[Dataset extract]
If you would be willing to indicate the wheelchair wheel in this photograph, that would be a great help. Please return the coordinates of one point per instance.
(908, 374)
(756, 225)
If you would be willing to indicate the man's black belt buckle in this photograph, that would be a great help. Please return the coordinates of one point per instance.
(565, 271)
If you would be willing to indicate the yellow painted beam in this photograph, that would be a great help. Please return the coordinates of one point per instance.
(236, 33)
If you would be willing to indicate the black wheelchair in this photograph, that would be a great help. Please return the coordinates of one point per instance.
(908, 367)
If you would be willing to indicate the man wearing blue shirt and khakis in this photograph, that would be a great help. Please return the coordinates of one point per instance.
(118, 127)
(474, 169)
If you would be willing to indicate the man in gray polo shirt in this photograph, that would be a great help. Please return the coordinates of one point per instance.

[Written task] Arrange every one of the items above as a numbered list, leaving out any blank lines.

[Response to the task]
1. If you would be willing to indicate the wheelchair wheel in this photograph, that would be a great help. Please return the coordinates of one point per instance.
2. (908, 374)
3. (756, 225)
4. If you would be willing to indicate the man's black belt buckle in this photograph, that would be a great help. Please return the coordinates of one point per instance.
5. (565, 271)
6. If you would be willing to indicate the yellow painted beam in this photograph, that would be a great help. Please return the coordinates of one point per instance.
7. (236, 33)
8. If you would be willing to indicate the black wheelchair in this photograph, that would be a great help. Please return the coordinates of one point per instance.
9. (908, 367)
10. If you would be willing to indicate the man wearing blue shirt and khakis in this photograph, that would be a great help. Please return the coordinates of one point per instance.
11. (118, 127)
12. (474, 169)
13. If you would be willing to indicate the man in gray polo shirt in this photograph, that would be a great help. Please return the coordinates of one point per instance.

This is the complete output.